### DATA SECTION
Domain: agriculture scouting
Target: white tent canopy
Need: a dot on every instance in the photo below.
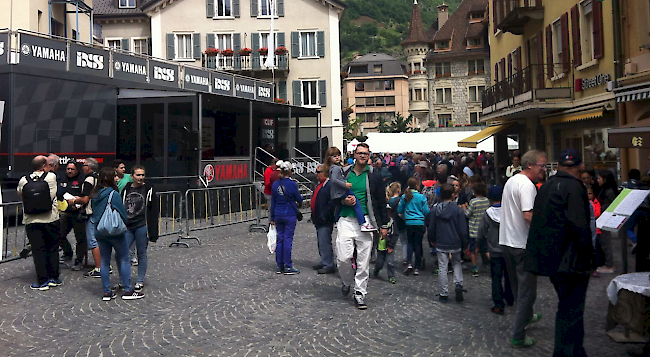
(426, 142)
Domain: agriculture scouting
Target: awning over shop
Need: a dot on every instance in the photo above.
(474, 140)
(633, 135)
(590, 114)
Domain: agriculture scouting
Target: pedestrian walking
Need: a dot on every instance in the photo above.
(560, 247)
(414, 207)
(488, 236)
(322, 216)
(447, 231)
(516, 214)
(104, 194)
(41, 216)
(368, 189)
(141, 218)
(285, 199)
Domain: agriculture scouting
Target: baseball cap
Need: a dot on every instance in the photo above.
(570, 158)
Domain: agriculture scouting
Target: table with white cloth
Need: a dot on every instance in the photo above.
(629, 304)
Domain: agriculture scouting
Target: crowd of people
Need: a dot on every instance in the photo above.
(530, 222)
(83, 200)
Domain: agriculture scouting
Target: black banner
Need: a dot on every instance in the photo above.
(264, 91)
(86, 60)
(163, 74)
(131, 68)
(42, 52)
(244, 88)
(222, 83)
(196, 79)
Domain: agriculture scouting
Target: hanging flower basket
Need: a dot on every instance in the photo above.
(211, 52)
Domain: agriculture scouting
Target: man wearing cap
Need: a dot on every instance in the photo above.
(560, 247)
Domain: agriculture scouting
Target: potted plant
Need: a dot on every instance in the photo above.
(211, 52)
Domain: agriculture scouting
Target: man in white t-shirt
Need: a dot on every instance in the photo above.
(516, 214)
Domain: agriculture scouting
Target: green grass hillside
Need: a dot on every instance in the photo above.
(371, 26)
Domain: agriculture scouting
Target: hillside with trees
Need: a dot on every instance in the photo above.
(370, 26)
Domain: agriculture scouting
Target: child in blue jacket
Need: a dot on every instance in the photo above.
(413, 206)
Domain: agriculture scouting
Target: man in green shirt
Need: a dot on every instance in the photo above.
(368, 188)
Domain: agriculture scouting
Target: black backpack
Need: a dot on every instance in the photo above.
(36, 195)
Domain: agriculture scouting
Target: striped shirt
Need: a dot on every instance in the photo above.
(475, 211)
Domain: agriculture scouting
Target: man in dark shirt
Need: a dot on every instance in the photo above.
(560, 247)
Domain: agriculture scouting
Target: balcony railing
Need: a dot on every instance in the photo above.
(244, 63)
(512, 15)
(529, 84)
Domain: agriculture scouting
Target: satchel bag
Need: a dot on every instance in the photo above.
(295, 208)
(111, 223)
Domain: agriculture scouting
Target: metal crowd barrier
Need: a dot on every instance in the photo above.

### AIM
Pick out each line of the material above that contains the word "with", and copy those lines in order.

### TASK RESPONSE
Target: table with white cloth
Target: hillside with trees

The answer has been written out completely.